#### EXERCISE TEXT
Segment Open

BRIEF DESCRIPTION OF THE DRAWINGS
[0031] FIG. 1 shows a schematic view of an example of an apparatus
for obtaining geometrical data relating to the internal surface of
a cavity.
[0032] FIG. 2 shows a schematic view of another example of an
apparatus for obtaining geometrical data relating to the internal
surface of a cavity.
[0033] FIG. 3 shows a sectional view of the distal end of a probe
of an apparatus for obtaining geometrical data relating to the
internal surface of a cavity.
[0034] FIG. 4 shows a sectional view of an example of a lens system
of an apparatus for obtaining geometrical data relating to the
internal surface of a cavity.
[0035] FIG. 5 is a side view showing the human ear and illustrating
the use of the apparatus described herein.
[0036] FIG. 6 shows a schematic view of another example of an
apparatus for obtaining geometrical data relating to the internal
surface of a cavity.
[0037] Throughout the drawings, equal reference signs refer to
equal or corresponding elements, features, or components.
DETAILED DESCRIPTION
[0038] FIG. 1a shows a schematic view of an example of an apparatus
for obtaining geometrical data relating to the internal surface of
a cavity. The apparatus, generally designated 100, comprises a
distal end portion 103 including an optical system 116 for emitting
and receiving light, a light source 101 and light guides 102 for
directing the light from the light source 101 to a rear surface 104
of the optical system 116. The optical system 116 may comprise one
or more lenses and/or one or more reflecting surfaces 105 for
directing the light from the light guides 102 as one or more beams
106 to the internal surface 107a, 107b of a cavity.

Segment Closed

Transcribe the passage of the patent text starting with "[0037] Throughout the" and going on through "107b of a cavity.".

(Dataset entries)
Segment Open

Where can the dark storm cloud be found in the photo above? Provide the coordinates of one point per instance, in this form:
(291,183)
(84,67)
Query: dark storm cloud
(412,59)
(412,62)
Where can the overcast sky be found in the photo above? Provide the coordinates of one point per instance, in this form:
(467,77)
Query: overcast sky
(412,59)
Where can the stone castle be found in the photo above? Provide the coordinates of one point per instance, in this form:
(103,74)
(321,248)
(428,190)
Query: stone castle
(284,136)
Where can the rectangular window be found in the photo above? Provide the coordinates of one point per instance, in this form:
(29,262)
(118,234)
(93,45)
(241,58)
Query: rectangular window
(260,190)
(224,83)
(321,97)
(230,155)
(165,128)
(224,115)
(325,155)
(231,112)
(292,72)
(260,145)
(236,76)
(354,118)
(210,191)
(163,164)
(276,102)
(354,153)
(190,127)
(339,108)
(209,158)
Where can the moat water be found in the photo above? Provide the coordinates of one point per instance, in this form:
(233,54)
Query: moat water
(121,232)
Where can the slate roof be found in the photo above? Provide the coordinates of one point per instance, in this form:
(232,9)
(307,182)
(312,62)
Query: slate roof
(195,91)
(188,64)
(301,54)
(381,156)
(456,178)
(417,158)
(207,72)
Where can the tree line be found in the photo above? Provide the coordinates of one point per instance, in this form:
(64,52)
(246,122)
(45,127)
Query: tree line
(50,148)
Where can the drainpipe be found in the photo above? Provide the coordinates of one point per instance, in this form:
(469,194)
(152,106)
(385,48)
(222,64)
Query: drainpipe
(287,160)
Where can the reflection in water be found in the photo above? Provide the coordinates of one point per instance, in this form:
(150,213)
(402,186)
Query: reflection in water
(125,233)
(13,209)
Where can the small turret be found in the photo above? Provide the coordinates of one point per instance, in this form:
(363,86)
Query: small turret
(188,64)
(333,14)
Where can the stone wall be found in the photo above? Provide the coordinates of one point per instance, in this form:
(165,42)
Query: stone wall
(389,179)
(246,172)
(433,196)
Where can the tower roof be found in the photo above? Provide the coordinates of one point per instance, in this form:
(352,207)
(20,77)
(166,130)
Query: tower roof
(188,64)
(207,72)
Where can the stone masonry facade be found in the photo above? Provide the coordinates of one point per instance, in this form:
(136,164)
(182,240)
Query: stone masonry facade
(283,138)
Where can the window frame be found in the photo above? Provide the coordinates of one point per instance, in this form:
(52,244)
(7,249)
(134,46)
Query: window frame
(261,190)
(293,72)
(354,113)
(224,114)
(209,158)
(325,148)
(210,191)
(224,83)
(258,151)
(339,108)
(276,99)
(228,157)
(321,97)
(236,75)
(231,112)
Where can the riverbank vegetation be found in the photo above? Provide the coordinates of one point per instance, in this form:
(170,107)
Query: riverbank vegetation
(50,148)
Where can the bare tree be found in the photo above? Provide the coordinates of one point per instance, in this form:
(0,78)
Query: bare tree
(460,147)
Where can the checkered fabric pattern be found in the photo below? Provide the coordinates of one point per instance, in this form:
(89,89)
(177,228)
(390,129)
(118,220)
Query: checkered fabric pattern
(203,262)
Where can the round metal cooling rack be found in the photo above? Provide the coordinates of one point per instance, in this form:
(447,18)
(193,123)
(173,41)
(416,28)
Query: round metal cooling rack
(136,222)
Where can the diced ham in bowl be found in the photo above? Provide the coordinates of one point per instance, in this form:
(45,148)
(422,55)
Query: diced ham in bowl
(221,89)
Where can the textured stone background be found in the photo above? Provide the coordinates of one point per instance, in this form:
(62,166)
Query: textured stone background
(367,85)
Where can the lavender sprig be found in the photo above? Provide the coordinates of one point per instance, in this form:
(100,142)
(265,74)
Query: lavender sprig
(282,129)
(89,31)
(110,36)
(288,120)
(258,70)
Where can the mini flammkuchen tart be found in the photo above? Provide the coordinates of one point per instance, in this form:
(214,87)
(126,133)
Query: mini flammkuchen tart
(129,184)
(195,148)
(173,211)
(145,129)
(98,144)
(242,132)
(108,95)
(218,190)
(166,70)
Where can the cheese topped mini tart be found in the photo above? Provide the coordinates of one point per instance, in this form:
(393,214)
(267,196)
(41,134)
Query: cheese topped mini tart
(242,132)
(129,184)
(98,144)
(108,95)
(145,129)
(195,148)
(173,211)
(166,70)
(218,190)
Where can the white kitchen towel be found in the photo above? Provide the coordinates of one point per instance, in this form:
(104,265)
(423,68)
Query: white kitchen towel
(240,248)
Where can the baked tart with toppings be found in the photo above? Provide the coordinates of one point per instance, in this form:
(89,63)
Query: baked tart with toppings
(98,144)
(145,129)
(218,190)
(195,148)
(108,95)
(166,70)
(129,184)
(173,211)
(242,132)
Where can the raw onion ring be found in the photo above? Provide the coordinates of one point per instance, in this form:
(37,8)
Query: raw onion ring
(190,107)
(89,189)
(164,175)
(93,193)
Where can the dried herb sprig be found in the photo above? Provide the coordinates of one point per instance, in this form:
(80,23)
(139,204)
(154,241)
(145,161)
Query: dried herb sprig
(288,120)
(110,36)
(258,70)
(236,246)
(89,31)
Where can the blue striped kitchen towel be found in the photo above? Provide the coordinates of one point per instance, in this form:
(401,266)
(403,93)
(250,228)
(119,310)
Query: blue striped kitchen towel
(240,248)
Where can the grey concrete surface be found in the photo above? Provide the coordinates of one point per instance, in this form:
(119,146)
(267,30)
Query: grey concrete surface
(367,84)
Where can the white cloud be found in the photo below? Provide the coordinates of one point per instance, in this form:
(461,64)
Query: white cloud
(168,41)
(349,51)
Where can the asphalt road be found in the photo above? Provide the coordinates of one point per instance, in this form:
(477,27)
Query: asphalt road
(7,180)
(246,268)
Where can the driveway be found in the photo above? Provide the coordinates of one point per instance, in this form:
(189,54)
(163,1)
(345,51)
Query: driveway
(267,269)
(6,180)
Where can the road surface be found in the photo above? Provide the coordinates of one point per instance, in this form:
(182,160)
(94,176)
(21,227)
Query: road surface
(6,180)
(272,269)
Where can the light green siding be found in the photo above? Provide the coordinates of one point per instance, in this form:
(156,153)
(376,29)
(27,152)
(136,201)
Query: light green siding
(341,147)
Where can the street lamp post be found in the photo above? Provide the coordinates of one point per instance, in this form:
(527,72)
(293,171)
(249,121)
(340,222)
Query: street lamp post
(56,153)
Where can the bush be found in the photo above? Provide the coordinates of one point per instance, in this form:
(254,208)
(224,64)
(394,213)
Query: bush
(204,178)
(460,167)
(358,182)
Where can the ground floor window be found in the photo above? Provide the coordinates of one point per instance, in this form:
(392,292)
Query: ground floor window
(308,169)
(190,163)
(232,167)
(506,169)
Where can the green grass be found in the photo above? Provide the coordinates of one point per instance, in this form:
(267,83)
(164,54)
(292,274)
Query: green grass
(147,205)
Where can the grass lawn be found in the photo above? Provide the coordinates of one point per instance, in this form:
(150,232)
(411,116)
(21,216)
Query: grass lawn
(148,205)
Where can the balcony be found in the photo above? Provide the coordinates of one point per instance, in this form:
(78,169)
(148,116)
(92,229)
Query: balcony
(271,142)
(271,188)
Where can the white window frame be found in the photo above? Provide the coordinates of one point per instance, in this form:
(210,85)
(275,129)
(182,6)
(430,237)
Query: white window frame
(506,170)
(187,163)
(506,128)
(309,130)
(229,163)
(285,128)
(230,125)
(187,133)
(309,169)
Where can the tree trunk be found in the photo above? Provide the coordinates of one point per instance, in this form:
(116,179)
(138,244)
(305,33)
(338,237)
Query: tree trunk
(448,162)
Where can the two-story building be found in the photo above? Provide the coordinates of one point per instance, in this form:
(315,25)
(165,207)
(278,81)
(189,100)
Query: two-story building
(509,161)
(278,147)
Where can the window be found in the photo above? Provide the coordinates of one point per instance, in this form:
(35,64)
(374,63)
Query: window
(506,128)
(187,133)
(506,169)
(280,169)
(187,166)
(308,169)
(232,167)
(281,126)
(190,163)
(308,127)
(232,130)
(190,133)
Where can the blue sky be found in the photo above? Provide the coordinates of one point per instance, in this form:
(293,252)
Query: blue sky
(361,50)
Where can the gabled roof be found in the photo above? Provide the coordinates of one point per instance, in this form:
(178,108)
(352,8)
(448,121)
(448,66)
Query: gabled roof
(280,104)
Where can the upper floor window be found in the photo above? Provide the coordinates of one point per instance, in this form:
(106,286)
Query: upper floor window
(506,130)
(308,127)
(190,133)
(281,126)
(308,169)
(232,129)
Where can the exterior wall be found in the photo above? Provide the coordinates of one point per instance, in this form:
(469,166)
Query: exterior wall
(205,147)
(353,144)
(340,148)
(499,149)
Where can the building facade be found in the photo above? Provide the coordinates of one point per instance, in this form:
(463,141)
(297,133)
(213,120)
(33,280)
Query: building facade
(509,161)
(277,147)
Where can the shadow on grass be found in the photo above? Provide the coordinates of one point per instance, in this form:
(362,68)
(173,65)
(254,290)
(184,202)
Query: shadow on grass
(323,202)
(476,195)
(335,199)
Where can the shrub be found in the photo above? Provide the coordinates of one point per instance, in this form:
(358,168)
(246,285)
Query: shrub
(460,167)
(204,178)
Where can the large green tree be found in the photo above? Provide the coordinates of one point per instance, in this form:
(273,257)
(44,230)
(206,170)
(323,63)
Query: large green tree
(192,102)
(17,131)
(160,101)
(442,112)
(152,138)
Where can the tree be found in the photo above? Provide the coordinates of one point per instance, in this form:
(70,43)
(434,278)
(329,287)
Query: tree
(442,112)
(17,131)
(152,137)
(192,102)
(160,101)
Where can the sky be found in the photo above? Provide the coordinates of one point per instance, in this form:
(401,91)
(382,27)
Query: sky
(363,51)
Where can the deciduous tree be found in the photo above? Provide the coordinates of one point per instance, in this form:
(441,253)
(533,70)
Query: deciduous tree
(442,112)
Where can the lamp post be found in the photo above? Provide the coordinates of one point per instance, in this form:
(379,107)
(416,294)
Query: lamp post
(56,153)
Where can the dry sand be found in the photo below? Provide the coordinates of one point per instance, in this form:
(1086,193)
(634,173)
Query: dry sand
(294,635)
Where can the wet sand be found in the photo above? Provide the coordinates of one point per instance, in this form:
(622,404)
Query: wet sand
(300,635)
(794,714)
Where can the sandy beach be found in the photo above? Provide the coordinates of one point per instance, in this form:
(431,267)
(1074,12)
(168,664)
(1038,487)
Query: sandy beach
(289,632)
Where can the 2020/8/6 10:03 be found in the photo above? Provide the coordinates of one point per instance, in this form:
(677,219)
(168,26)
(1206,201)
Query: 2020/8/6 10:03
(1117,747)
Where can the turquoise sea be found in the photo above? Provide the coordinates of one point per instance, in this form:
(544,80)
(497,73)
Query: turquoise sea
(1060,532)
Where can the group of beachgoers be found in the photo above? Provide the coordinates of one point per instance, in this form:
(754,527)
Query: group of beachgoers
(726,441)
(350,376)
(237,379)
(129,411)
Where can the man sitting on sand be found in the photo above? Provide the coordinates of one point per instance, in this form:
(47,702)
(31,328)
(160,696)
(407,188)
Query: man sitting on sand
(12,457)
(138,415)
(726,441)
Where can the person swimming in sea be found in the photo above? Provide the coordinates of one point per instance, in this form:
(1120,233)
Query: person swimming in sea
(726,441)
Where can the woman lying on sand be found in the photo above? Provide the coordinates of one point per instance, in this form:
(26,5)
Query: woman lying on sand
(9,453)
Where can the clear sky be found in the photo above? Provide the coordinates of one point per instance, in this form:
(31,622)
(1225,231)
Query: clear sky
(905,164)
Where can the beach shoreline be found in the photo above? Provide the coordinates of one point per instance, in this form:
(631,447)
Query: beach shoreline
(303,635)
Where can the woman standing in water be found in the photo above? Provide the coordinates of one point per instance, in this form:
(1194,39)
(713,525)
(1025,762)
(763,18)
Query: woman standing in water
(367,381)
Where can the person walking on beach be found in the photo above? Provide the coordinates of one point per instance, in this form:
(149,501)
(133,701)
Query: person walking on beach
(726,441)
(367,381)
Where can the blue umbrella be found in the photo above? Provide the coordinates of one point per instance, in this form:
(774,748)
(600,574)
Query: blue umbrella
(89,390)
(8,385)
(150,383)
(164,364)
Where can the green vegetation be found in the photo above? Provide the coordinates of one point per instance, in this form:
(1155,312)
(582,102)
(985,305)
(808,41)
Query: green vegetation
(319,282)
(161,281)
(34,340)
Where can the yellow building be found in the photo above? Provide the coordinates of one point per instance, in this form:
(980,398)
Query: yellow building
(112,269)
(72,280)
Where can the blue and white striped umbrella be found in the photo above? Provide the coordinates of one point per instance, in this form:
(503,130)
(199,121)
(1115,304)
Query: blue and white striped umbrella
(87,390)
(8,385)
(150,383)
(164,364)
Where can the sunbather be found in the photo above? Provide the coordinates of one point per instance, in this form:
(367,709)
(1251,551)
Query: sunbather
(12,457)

Segment Closed

#### OUTPUT FOR THIS EXERCISE
[0037] Throughout the drawings, equal reference signs refer to
equal or corresponding elements, features, or components.
DETAILED DESCRIPTION
[0038] FIG. 1a shows a schematic view of an example of an apparatus
for obtaining geometrical data relating to the internal surface of
a cavity. The apparatus, generally designated 100, comprises a
distal end portion 103 including an optical system 116 for emitting
and receiving light, a light source 101 and light guides 102 for
directing the light from the light source 101 to a rear surface 104
of the optical system 116. The optical system 116 may comprise one
or more lenses and/or one or more reflecting surfaces 105 for
directing the light from the light guides 102 as one or more beams
106 to the internal surface 107a, 107b of a cavity.